* [Point labeling dataset excerpts]
[BEGIN]
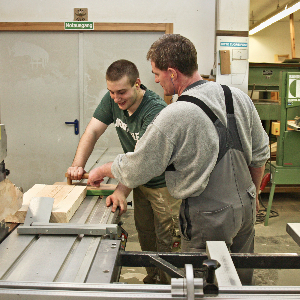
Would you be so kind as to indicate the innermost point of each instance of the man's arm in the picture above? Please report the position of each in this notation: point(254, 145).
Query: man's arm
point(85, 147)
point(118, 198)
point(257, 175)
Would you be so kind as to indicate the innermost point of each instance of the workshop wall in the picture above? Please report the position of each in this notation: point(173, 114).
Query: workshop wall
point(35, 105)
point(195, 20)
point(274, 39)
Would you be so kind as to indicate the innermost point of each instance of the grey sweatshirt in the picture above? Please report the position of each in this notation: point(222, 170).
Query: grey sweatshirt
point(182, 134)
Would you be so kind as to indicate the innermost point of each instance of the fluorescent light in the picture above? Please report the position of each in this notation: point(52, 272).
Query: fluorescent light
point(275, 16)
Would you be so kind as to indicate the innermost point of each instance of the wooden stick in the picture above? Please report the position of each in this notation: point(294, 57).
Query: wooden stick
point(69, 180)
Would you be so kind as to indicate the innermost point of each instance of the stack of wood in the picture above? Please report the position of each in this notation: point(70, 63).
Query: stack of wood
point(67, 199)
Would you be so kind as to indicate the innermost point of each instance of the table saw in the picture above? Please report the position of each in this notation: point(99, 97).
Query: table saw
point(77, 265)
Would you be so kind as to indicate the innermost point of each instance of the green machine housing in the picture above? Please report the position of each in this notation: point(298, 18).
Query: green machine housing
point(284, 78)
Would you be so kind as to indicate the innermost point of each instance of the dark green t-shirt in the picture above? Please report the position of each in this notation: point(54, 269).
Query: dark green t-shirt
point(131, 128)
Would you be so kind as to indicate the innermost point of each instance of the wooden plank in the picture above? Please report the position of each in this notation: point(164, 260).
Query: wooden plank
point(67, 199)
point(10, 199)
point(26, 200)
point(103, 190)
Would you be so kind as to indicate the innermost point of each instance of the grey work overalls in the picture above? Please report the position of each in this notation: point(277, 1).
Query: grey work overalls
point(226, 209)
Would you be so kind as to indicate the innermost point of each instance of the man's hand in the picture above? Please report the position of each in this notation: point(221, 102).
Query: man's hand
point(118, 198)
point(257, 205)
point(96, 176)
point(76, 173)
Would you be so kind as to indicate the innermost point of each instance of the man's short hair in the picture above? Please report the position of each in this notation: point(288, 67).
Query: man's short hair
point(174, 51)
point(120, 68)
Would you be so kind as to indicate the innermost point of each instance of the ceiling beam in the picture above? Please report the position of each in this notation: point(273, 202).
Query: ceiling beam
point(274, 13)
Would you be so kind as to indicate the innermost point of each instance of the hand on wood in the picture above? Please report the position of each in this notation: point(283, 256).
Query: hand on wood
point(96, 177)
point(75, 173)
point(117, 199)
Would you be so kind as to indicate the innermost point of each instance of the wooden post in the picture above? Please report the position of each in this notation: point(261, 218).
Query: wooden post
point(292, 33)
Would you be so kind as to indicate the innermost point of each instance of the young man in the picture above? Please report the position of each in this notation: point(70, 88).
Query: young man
[END]
Copy the rows from the line with "notation: point(283, 256)." through the end of the rows, requests included, and add 136 to every coordinate in the answer points.

* [Task answer]
Would you be so kind as to indicate the innermost point of each instance of the hand on wood in the picture above? Please report the position of each in this notation: point(283, 256).
Query: hand on wood
point(232, 313)
point(211, 309)
point(253, 335)
Would you be so kind as to indicate the innermost point of each instance of the wooden post in the picture above? Please report the position of each in this notation: point(261, 218).
Query: wooden post
point(428, 169)
Would you be so kind as to indicate the innermost point of each instance of the young man in the picture above? Please report the position of each in this notation: point(70, 88).
Query: young man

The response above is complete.